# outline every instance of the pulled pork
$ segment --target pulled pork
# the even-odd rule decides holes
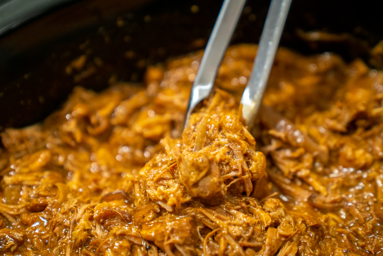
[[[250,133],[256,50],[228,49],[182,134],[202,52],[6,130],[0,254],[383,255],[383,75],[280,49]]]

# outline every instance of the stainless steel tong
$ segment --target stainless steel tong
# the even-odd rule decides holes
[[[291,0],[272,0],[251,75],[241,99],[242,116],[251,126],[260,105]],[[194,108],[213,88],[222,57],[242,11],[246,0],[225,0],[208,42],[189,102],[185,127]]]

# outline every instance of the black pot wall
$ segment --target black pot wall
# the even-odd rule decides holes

---

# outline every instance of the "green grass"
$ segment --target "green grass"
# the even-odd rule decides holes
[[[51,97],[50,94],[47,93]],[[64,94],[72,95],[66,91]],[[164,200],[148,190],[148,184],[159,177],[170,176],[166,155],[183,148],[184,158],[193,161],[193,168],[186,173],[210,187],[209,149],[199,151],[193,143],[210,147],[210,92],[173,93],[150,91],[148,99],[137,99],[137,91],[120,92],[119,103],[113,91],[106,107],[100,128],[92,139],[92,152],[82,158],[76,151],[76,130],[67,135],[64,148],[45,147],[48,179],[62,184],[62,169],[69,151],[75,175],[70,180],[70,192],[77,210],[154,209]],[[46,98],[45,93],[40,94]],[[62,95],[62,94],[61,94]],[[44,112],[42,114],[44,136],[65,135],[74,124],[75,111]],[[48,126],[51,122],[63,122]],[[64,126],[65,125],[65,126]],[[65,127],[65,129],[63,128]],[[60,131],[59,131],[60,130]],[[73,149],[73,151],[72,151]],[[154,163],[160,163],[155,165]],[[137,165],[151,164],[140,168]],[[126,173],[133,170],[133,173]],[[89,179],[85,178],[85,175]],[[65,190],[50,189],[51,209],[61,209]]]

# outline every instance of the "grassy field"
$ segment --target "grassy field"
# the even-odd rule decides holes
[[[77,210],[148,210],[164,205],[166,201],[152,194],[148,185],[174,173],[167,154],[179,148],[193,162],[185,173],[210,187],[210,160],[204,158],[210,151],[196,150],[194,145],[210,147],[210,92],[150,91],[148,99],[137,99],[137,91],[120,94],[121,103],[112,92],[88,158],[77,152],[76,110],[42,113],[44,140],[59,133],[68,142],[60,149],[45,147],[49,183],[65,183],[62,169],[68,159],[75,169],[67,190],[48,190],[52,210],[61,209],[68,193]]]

---

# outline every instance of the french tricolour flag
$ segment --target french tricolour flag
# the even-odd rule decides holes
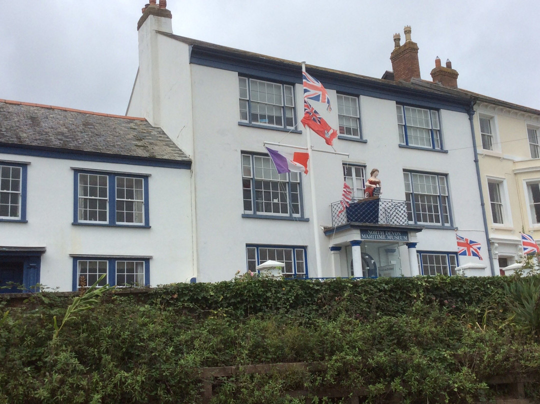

* **Task requirements**
How many lines of the data above contain the word "instance"? Reply with the number only.

* **Result**
6